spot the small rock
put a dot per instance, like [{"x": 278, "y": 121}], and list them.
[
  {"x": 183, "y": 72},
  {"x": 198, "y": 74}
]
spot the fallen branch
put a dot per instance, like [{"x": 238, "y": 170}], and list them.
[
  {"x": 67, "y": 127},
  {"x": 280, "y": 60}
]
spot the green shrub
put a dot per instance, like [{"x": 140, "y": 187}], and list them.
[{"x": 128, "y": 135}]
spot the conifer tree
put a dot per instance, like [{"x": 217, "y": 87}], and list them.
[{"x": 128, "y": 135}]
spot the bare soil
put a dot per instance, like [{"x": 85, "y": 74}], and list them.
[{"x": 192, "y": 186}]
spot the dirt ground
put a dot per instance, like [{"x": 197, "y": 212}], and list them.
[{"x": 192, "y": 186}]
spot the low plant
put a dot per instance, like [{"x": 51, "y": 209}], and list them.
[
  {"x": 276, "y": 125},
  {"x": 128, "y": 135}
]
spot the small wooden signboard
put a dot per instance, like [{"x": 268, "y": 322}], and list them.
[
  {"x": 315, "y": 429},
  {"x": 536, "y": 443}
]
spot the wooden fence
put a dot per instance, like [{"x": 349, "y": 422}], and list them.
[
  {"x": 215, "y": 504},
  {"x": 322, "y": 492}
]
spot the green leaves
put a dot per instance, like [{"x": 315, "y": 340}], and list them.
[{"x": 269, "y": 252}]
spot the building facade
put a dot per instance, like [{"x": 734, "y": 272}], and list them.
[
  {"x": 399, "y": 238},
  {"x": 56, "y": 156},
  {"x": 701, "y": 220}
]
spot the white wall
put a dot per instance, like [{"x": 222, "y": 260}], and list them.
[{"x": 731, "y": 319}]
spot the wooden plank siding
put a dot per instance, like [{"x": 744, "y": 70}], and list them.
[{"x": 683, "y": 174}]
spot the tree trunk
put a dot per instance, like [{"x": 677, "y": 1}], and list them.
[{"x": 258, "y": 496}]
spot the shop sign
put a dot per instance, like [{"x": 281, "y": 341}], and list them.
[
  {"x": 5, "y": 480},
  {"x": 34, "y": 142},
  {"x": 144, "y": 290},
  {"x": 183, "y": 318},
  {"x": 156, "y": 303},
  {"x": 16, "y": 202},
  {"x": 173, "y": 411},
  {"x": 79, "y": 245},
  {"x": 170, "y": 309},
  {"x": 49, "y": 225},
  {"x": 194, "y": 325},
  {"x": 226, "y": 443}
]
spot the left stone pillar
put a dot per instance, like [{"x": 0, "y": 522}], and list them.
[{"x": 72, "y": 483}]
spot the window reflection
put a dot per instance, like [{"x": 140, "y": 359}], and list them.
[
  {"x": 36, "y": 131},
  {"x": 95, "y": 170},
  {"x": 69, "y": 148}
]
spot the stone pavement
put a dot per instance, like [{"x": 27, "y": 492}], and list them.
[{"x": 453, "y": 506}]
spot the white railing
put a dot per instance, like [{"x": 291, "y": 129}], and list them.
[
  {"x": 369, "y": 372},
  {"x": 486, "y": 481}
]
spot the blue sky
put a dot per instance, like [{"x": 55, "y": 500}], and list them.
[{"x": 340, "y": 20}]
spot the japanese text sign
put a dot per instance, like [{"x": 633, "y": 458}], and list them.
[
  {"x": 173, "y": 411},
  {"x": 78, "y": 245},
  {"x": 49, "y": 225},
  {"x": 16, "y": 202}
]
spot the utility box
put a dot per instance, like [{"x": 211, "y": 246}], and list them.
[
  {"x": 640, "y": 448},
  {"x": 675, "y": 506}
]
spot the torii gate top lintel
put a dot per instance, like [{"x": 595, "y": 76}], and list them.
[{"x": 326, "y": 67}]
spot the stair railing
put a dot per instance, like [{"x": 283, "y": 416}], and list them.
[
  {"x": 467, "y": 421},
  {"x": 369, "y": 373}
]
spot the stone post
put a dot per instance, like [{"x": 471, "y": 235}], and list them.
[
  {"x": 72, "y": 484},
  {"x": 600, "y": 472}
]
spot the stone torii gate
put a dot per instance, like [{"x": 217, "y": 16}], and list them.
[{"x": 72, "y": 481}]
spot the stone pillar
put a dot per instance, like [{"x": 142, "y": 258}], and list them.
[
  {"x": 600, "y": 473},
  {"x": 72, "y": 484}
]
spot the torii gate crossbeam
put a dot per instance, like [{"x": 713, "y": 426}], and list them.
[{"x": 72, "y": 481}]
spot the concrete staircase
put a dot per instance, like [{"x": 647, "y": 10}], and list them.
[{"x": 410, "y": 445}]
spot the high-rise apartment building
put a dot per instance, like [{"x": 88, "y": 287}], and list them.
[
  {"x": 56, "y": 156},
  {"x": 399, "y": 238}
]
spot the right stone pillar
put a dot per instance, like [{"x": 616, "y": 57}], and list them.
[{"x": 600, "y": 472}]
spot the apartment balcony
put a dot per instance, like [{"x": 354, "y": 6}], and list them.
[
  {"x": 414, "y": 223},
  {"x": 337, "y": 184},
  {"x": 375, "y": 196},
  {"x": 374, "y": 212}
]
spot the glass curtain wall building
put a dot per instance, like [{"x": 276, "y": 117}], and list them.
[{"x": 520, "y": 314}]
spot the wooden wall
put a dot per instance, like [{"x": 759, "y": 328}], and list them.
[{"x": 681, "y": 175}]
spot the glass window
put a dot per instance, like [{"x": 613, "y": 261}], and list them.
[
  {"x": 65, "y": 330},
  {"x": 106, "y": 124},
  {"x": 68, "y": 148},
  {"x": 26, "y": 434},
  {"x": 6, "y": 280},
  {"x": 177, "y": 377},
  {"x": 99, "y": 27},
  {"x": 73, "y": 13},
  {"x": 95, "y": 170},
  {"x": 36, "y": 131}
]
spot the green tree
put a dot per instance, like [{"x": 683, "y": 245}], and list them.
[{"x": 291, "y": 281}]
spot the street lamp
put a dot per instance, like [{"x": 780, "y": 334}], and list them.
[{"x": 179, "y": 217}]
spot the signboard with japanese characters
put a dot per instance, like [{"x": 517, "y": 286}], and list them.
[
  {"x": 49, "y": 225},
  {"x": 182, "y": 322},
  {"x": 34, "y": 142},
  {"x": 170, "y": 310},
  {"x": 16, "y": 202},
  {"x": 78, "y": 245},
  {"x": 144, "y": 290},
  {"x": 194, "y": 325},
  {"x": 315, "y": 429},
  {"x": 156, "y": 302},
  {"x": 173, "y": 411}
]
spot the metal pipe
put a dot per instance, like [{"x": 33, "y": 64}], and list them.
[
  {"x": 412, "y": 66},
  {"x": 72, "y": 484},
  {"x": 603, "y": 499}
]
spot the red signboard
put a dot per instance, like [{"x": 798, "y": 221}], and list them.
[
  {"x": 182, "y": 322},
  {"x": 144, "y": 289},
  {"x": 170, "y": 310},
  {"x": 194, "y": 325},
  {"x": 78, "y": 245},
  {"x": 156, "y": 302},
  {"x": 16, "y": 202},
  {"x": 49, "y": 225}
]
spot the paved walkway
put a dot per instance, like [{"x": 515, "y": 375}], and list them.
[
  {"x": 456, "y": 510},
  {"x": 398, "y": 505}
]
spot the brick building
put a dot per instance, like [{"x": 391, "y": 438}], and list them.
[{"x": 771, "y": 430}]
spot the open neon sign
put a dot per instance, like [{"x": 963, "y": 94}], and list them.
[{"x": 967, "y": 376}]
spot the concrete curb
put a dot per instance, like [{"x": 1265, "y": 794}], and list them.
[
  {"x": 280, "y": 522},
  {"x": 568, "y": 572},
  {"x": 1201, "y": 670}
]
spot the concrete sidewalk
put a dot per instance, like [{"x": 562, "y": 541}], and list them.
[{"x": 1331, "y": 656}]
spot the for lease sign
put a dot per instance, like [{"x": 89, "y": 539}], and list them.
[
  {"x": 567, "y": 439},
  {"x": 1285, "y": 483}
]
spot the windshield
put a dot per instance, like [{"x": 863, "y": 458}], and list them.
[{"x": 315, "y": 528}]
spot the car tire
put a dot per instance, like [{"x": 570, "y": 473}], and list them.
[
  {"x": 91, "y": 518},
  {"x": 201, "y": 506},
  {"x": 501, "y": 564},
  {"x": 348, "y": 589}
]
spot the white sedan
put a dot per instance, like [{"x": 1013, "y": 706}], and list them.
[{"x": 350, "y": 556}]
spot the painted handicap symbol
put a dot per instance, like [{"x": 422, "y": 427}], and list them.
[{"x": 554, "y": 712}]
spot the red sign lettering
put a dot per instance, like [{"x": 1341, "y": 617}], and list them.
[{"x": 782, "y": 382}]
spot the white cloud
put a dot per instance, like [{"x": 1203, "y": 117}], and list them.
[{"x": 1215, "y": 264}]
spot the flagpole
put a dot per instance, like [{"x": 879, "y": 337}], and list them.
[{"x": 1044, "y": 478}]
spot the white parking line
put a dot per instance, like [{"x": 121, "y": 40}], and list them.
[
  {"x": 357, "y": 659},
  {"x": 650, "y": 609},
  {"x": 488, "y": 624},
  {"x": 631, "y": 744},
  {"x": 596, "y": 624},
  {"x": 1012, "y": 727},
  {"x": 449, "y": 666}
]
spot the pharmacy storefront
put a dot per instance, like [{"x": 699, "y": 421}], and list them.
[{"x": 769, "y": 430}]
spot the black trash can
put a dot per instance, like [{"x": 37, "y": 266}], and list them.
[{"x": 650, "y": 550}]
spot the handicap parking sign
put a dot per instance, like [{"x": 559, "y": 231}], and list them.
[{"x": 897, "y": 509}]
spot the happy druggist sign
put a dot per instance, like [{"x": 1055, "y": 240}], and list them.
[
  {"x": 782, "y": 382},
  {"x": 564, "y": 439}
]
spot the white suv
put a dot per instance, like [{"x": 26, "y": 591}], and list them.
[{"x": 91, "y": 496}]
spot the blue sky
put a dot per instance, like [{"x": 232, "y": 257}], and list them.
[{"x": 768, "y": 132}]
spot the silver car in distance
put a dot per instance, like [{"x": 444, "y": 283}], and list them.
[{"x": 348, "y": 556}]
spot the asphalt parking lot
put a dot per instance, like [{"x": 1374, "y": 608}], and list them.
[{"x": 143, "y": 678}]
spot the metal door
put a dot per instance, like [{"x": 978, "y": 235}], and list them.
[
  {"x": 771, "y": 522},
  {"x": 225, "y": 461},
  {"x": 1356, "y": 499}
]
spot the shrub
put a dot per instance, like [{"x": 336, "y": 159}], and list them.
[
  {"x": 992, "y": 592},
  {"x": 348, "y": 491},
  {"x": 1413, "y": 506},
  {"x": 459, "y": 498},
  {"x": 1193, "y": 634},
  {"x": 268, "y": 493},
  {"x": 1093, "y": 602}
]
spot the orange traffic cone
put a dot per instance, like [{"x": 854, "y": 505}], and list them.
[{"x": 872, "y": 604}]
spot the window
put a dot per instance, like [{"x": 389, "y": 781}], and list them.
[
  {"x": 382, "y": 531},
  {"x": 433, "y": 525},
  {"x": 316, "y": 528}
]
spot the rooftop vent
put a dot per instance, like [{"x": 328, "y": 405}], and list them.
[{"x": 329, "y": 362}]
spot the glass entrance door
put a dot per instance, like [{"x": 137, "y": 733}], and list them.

**What is required:**
Copy out the stretch from the line containing "spot the glass entrance door" through the end of the entries, word for word.

**Output of the task:**
spot the glass entrance door
put a dot per instance, like [{"x": 137, "y": 733}], and list them.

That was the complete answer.